[Supplied data]
• • •

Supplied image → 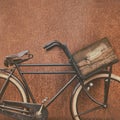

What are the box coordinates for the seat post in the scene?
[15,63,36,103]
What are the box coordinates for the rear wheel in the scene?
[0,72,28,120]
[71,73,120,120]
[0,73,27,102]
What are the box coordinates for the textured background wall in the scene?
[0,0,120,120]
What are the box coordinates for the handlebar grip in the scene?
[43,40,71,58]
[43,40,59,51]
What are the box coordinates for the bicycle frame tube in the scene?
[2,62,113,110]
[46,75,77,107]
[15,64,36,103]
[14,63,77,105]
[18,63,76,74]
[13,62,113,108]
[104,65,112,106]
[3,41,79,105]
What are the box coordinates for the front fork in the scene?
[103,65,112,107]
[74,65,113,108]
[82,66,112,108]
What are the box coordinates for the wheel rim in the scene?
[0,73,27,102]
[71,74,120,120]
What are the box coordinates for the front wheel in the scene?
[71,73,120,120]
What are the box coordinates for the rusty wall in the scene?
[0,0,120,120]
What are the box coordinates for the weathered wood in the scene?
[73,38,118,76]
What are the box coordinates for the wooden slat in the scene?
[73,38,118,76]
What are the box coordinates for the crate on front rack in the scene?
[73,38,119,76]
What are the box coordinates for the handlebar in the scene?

• • •

[Your goal]
Every entry above is to be set down exactly; the pictures are to be left out.

[Solution for this problem]
Supplied image → 

What are the box coordinates for the seat post in the scene?
[15,63,36,103]
What are the box coordinates for the rear wheel in the scene?
[0,72,28,120]
[71,73,120,120]
[0,73,27,102]
What are the box coordinates for the textured background wall in the scene?
[0,0,120,120]
What are the box coordinates for the handlebar grip in the scene?
[43,40,71,58]
[43,40,59,51]
What are the box coordinates for the bicycle frame tube in the scene?
[2,62,113,110]
[46,75,77,107]
[15,64,36,103]
[14,63,77,105]
[18,63,76,74]
[13,62,113,108]
[104,65,112,106]
[3,41,79,105]
What are the box coordinates for the front fork in the scene?
[103,65,112,107]
[74,65,113,108]
[82,66,112,108]
What are the box coordinates for the wheel rim in the scene?
[0,73,27,102]
[71,74,120,120]
What are the box coordinates for the front wheel in the scene?
[71,73,120,120]
What are the box coordinates for the rusty wall in the scene?
[0,0,120,120]
What are the box coordinates for the weathered wood in the scene?
[73,38,118,76]
What are the box coordinates for the wooden slat in the scene?
[73,38,118,76]
What are the box coordinates for the crate on front rack in the scene?
[73,38,119,76]
What are the box coordinates for the handlebar in the scene?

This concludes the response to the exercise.